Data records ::
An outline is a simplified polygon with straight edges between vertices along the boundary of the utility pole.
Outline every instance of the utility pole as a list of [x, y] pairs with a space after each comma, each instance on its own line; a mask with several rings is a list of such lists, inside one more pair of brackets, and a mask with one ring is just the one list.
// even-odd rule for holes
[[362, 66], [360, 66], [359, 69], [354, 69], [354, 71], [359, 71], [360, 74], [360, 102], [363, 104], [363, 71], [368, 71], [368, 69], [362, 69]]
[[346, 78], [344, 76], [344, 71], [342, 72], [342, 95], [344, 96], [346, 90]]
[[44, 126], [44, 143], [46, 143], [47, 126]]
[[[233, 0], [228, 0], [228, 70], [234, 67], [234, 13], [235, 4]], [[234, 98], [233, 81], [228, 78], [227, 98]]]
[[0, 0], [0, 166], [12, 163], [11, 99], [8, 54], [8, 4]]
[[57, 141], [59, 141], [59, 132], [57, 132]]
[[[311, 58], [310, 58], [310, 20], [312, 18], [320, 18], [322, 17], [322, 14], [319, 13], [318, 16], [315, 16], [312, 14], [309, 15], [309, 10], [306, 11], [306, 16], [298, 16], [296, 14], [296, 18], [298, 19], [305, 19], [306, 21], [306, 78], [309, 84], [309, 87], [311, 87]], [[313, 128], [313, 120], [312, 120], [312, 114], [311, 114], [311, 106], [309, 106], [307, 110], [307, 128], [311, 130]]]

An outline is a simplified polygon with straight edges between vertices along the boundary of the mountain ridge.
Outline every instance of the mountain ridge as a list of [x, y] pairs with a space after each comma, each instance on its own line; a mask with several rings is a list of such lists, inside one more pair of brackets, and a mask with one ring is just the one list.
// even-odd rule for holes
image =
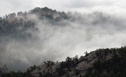
[[16, 77], [123, 77], [126, 75], [125, 55], [126, 47], [97, 49], [85, 52], [85, 56], [80, 58], [67, 57], [62, 62], [45, 61], [31, 66], [24, 73], [2, 73], [0, 77], [13, 77], [10, 74]]

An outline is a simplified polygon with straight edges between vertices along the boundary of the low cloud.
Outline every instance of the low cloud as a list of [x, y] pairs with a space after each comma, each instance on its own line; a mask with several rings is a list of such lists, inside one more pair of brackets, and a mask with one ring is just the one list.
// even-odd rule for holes
[[84, 55], [85, 51], [126, 45], [126, 19], [100, 12], [72, 13], [71, 16], [71, 19], [55, 22], [55, 25], [47, 19], [34, 17], [38, 31], [28, 31], [32, 33], [31, 39], [8, 38], [8, 41], [0, 43], [1, 65], [24, 71], [43, 61], [62, 61], [67, 56]]

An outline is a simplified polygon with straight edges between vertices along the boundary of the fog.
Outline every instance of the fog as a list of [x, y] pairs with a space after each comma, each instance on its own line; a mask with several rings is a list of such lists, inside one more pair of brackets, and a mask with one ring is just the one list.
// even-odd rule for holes
[[25, 71], [47, 60], [63, 61], [67, 56], [83, 56], [85, 51], [126, 45], [126, 19], [100, 12], [70, 16], [71, 19], [56, 23], [30, 16], [38, 31], [26, 31], [32, 33], [31, 39], [2, 41], [0, 64], [6, 64], [10, 70]]

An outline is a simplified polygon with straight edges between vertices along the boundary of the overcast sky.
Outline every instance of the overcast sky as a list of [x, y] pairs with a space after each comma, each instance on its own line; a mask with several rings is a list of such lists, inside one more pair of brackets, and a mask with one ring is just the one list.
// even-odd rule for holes
[[45, 6], [66, 12], [100, 11], [118, 16], [126, 14], [126, 0], [0, 0], [0, 3], [0, 16]]

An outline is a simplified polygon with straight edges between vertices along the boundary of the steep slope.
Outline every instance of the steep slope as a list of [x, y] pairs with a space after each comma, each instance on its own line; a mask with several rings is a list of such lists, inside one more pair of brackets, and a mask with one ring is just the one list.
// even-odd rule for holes
[[125, 61], [126, 47], [98, 49], [79, 59], [75, 56], [62, 62], [46, 61], [24, 73], [2, 73], [0, 77], [125, 77]]
[[[79, 59], [66, 58], [66, 61], [44, 62], [32, 72], [32, 77], [108, 77], [125, 72], [126, 47], [98, 49]], [[118, 76], [122, 77], [122, 76]]]

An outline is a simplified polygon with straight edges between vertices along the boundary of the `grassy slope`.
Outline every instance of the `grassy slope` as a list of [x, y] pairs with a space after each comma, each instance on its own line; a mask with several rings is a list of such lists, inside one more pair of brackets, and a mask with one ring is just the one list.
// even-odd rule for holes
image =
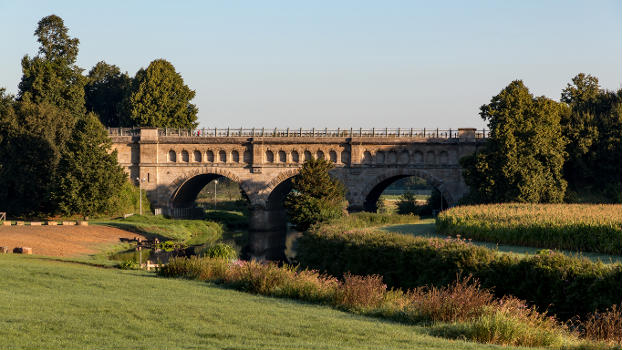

WHAT YOU ARE ASKED TO DO :: Your reply is to repeat, unchanged, the lines above running from the one with "Outline every instance of the low" up to and including the one with "of the fog.".

RESPONSE TO THE TASK ::
Outline every instance of the low cloud as a list of [x, y] pairs with a space after each comma, each instance on its own line; a mask with several rings is a list of such lists, inside one more pair of brackets, and a mask with one ring is just the one list.
// even-odd rule for holes
[[84, 55], [85, 51], [126, 45], [126, 19], [100, 12], [72, 13], [71, 16], [71, 19], [55, 22], [55, 25], [47, 19], [34, 17], [38, 31], [28, 31], [32, 33], [31, 39], [8, 38], [8, 41], [0, 43], [1, 65], [24, 71], [43, 61], [62, 61], [67, 56]]

An outline is a simplified polygon with straight edges between vertices along the boundary of the fog.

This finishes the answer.